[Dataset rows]
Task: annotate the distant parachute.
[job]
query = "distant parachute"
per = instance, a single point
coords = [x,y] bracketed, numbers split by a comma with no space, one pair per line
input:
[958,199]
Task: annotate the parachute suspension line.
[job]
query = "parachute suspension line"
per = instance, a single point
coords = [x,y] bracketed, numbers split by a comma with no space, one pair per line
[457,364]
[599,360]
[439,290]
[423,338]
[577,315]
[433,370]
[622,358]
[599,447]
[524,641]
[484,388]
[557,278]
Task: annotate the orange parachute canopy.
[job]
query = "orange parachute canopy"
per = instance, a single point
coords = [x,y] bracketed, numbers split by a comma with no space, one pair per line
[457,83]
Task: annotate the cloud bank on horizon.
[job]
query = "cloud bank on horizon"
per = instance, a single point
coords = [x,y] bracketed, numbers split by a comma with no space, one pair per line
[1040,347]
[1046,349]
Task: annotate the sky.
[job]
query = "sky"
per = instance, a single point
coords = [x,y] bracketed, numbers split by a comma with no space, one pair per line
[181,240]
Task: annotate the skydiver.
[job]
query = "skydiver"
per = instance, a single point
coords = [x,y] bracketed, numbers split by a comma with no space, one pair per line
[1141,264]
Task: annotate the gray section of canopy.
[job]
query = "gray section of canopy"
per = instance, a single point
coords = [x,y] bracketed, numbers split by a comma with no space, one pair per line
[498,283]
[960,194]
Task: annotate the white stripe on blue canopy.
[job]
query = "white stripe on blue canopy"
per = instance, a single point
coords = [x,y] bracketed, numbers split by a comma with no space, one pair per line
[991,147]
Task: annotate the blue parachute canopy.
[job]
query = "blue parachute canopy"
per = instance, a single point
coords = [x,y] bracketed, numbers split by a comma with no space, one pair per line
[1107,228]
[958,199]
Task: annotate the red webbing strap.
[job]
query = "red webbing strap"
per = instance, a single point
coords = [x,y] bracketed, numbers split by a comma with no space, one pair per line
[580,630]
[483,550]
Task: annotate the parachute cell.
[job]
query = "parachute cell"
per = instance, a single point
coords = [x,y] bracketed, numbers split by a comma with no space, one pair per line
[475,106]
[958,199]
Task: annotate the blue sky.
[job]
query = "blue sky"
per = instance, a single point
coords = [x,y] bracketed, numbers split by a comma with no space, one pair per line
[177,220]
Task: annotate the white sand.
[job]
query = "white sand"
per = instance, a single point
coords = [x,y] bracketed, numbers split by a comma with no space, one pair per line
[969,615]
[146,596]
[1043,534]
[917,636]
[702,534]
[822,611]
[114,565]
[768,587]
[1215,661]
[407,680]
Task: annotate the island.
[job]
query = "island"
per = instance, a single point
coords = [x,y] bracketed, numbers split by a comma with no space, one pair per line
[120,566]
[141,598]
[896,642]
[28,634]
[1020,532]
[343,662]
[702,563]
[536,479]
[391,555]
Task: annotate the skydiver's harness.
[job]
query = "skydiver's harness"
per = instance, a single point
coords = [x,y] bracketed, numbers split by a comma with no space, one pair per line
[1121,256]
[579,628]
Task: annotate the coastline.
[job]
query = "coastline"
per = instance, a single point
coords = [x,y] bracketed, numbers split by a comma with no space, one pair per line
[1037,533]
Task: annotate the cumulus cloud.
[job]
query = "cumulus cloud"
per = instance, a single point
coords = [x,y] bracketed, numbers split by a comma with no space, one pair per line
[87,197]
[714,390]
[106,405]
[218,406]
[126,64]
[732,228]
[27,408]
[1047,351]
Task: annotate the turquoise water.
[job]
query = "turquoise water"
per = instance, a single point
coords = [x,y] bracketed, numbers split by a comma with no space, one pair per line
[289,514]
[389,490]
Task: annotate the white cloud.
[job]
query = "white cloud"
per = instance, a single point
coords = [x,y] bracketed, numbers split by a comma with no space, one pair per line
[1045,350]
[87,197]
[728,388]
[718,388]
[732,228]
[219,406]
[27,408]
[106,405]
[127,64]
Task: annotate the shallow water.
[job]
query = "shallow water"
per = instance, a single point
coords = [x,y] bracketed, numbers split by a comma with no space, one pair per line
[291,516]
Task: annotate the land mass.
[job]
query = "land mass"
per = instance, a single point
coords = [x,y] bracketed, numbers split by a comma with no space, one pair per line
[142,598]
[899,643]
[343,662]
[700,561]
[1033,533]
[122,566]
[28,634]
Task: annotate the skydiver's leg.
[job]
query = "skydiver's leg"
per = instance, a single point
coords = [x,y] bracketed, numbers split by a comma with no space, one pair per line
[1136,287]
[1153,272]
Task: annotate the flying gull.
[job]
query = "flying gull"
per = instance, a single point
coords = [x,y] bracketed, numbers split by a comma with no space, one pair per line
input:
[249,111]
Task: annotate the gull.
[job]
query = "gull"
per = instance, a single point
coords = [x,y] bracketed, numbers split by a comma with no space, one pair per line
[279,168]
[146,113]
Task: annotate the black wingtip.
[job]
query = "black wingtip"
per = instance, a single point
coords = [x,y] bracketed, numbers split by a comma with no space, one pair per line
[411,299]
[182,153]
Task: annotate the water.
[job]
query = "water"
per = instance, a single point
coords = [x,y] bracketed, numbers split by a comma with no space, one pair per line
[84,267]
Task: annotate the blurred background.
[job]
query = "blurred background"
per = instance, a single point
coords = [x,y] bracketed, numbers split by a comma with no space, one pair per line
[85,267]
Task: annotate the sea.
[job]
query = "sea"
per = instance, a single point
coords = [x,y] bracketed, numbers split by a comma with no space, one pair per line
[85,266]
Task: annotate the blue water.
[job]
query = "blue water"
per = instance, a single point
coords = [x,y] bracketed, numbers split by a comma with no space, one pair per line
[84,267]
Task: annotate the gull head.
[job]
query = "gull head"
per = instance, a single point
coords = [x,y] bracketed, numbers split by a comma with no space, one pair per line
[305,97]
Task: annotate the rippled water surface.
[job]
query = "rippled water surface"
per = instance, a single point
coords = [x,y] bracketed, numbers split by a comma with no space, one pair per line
...
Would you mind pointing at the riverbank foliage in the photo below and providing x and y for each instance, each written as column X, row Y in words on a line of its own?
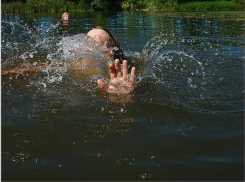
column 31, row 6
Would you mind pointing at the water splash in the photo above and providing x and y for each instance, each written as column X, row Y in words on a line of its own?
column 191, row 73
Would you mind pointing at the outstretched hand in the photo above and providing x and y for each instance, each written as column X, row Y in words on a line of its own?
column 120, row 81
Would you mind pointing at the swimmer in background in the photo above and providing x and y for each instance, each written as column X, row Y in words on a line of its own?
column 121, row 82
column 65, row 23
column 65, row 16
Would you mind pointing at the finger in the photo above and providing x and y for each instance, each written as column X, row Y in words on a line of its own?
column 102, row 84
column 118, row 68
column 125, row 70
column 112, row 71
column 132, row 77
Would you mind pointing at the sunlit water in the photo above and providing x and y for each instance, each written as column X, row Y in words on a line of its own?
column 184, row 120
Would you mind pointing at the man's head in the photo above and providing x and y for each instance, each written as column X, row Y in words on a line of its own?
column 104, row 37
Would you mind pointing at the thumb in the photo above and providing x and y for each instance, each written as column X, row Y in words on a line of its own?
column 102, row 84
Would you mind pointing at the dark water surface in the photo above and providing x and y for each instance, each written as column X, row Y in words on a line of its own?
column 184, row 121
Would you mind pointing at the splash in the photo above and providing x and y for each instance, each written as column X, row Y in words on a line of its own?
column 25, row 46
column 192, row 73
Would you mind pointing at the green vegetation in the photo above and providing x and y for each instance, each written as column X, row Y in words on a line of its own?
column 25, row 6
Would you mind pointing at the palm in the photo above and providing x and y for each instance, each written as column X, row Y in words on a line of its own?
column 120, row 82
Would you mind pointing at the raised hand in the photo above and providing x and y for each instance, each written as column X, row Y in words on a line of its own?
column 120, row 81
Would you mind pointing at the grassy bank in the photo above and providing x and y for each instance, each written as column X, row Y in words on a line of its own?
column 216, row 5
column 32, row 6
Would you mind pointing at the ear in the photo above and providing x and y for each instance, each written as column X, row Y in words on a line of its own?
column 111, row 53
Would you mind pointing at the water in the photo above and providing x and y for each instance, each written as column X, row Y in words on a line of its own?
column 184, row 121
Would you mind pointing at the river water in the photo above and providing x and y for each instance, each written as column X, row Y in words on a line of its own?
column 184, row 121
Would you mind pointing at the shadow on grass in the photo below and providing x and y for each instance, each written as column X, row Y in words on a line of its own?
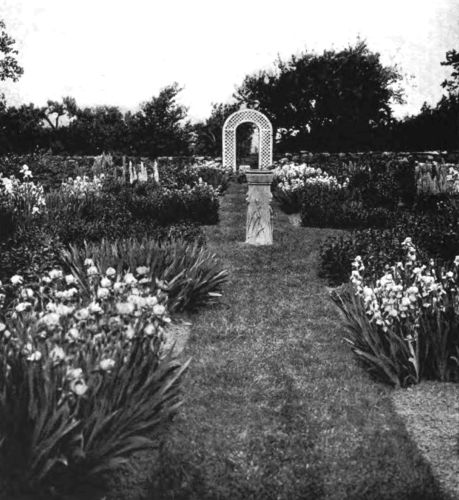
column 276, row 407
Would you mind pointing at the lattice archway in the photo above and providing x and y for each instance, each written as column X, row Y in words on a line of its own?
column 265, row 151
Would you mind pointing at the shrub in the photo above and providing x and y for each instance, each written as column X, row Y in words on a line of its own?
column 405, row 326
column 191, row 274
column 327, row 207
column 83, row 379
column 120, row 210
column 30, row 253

• _Task objective_:
Locate every line in the entries above that contains the word "gray", and copy each of those lines.

• _The completed task_:
Task: annotate the gray section of canopy.
query = "gray section of canopy"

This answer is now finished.